READING PASSAGE:
#####
Heron's regulator, Drebbel's thermostat, and Watt's governor bestowed on their vessels a wisp of self-control, sensory awareness, and the awakening of anticipation. The governing system sensed its own attributes, noted if it had changed in a certain respect since it last looked, and if it had, it adjusted itself to conform to a goal. In the specific case of a thermostat, the tube of alcohol detected the system's temperature, and then took action or not to tweak the fire in order to align itself with the fixed goal of a certain temperature. It had, in a philosophical sense, a purpose.

Although it may strike us as obvious now, it took a long while for the world's best inventors to transpose even the simplest automatic circuit such as a feedback loop into the realm of electronics. The reason for the long delay was that from the moment of its discovery electricity was seen primarily as power and not as communication. The dawning distinction of the two-faced nature of the spark was acknowledged among leading German electrical engineers of the last century as the split between the techniques of strong current and the techniques of weak current. The amount of energy needed to send a signal is so astoundingly small that electricity had to be reimagined as something altogether different from power. In the camp of the wild-eyed German signalists, electricity was a sibling to the speaking mouth and the writing hand. The inventors (we would call them hackers now) of weak current technology brought forth perhaps the least precedented invention of all time -- the telegraph. With this device human communication rode on invisible particles of lightning. Our entire society was reimagined because of this wondrous miracle's descendants.

Telegraphers had the weak model of electricity firmly in mind, yet despite their clever innovations, it wasn't until August 1929, that telephone engineer H. S. Black, working at Bell Laboratories, tamed an electrical feedback loop. Black was hunting for a way to make durable amplifier relays for long-distance phone lines. Early amplifiers were made of crude materials that tended to disintegrate over use, causing the amp to "run away." Not only would an aging relay amplify the phone signal, it would mistakenly compound any tiny deviation from the range it expected until the mushrooming error filled and killed the system. What was needed was Heron's regula, a counter signal to rein in the chief signal, to dampen the effect of the perpetual recycling. Black came up with a negative feedback loop, which was designated negative in contrast to the snowballing positive loop of the amplifier. Conceptually, the electrical negative feedback loop is a toilet flusher or thermostat. This braking circuit keeps the amplifier honed in on a steady amplification in the same way a thermostat hones in on a steady temperature. But instead of metallic levers, a weak train of electrons talks to itself. Thus, in the byways of the telephone switching network, the first electrical self was born.

From World War I and after, the catapults that launched missiles had become so complicated, and their moving targets so sophisticated, that calculating ballistic trajectories taxed human talent. Between battles, human calculators, called computers, computed the settings for firing large guns under various wind, weather and altitude conditions. The results were sometimes printed in pocket-size tables for the gunmen on the front line, or if there was enough time and the missile-gun was common, the tables were mechanically encoded into an apparatus on the gun, known as the automaton. In the U.S., the firing calculations were compiled in a laboratory set up at the Navy's Aberdeen Proving Ground in Maryland, where rooms full of human computers (almost exclusively women) employed hand-cranked adding machines to figure the tables.
#####
INFORMATION SHOWN:
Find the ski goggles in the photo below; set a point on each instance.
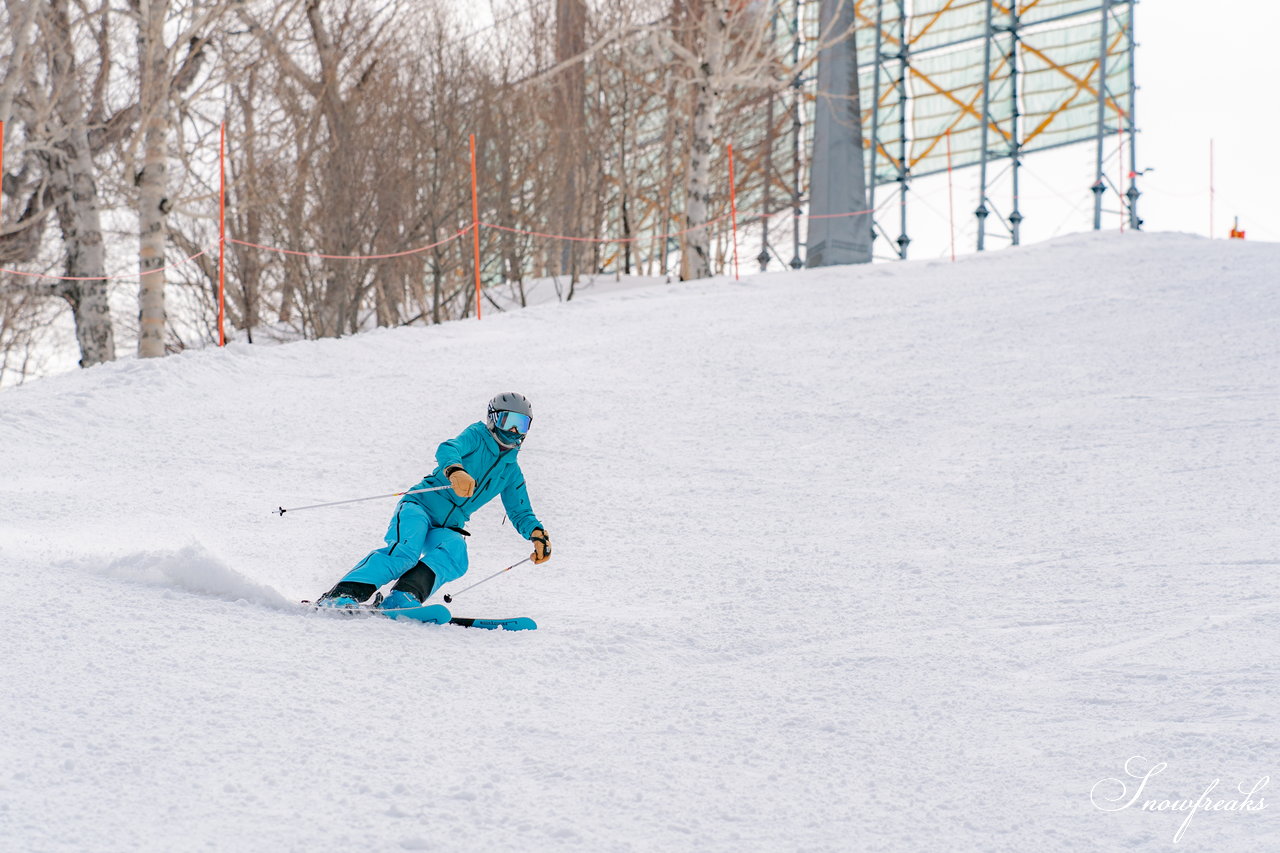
(512, 422)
#####
PARTS OF THE EXERCISE:
[1] Answer these questions using the passage on feedback loops:
(a) In the thermostat, what detected the system's temperature?
(b) In what month and year did H. S. Black tame an electrical feedback loop?
(c) Where in the U.S. were the firing calculations compiled?
[2] Rewrite the part of the passage on feedback loops starting at "Heron's regulator, Drebbel's" and ending at "sense, a purpose.", with "fire" replaced by "furnace".
[3] According to the passage on feedback loops, why did it take inventors so long to bring even a simple feedback loop into electronics? Answer in one to three sentences.
The data that comes after the passage on feedback loops is separate material.

OUTPUTS FOR THE TASKS:
[1]
(a) The tube of alcohol.
(b) August 1929.
(c) In a laboratory at the Navy's Aberdeen Proving Ground in Maryland.

[2]
Heron's regulator, Drebbel's thermostat, and Watt's governor bestowed on their vessels a wisp of self-control, sensory awareness, and the awakening of anticipation. The governing system sensed its own attributes, noted if it had changed in a certain respect since it last looked, and if it had, it adjusted itself to conform to a goal. In the specific case of a thermostat, the tube of alcohol detected the system's temperature, and then took action or not to tweak the furnace in order to align itself with the fixed goal of a certain temperature. It had, in a philosophical sense, a purpose.

[3] From the moment of its discovery, electricity was seen primarily as power and not as communication. Because sending a signal takes so little energy, electricity had to be reimagined as something altogether different from power.